Task brief.
List every line below containing "metal".

Dataset records.

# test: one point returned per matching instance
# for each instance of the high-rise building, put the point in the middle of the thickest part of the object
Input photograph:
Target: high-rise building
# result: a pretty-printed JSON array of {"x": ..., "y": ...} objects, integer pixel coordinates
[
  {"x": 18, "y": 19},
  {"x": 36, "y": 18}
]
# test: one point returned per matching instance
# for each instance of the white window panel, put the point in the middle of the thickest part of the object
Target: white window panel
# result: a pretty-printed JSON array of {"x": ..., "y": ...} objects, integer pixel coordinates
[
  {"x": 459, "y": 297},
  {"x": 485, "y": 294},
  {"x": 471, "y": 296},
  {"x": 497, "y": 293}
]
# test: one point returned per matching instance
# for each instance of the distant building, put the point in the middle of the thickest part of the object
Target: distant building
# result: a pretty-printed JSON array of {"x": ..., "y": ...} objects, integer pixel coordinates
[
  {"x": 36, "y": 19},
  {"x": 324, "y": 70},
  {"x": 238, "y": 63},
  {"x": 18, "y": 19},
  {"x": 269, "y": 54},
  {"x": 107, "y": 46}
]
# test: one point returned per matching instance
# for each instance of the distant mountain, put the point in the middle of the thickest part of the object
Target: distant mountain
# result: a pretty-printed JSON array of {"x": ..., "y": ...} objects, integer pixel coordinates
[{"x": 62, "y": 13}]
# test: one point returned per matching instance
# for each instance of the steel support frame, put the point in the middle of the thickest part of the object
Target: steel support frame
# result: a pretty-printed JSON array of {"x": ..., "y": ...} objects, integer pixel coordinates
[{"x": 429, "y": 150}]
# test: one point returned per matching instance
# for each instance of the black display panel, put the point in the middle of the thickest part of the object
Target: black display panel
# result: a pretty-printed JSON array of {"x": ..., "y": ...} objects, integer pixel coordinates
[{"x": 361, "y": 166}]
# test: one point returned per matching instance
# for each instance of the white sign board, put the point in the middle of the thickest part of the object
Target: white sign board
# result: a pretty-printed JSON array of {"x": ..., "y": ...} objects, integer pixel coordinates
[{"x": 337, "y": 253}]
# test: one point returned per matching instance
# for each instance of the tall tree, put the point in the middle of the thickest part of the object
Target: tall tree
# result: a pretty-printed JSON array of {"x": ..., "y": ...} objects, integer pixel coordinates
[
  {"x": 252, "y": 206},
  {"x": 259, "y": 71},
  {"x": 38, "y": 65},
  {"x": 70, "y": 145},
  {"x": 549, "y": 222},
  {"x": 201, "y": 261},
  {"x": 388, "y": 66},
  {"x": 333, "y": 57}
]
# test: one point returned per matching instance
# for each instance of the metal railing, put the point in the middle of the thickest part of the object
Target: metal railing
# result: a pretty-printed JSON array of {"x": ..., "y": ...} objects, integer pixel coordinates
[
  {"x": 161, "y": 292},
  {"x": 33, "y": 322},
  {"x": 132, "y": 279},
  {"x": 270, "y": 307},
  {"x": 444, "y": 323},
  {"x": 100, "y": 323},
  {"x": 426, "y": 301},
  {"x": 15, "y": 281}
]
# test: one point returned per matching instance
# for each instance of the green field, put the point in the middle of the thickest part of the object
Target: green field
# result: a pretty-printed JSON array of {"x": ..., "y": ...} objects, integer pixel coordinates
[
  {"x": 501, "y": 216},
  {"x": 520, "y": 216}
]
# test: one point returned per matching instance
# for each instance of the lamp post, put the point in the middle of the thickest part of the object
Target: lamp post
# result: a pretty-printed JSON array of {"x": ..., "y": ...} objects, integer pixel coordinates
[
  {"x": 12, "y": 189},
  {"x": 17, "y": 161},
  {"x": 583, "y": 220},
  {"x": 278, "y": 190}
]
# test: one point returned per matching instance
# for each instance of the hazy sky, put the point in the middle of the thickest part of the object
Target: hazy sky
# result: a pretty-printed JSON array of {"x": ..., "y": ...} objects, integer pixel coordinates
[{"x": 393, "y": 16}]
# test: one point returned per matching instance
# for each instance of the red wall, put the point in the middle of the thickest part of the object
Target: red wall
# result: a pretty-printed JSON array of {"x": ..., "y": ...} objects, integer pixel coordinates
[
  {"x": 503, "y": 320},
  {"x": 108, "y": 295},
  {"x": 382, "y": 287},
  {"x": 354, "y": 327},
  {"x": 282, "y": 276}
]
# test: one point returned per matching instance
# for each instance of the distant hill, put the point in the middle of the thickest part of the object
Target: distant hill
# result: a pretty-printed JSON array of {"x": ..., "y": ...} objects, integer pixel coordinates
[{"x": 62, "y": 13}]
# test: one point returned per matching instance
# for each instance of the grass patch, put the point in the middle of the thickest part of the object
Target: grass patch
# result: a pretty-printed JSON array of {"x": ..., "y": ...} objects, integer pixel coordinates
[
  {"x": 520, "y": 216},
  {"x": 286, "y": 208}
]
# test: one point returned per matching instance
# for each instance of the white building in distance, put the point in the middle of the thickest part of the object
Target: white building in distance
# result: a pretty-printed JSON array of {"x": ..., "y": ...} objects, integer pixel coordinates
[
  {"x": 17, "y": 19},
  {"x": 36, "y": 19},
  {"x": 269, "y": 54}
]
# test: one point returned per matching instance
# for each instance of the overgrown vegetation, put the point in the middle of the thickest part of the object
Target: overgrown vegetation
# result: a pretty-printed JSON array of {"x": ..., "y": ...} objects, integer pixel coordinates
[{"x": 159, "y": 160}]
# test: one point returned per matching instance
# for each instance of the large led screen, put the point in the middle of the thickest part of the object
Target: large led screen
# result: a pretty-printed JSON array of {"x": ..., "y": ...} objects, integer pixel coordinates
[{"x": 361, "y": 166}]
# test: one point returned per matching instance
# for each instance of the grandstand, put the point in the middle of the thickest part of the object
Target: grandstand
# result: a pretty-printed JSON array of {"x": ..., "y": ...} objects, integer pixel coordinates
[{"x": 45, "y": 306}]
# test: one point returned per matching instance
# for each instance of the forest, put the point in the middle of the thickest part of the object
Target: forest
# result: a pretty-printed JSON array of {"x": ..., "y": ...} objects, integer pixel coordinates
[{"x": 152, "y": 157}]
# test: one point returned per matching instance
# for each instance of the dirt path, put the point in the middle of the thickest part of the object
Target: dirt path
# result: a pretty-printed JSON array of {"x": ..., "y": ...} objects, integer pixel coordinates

Your solution.
# for each instance of the metal railing, put the point in the middle of the thickest part of the object
Target: metal railing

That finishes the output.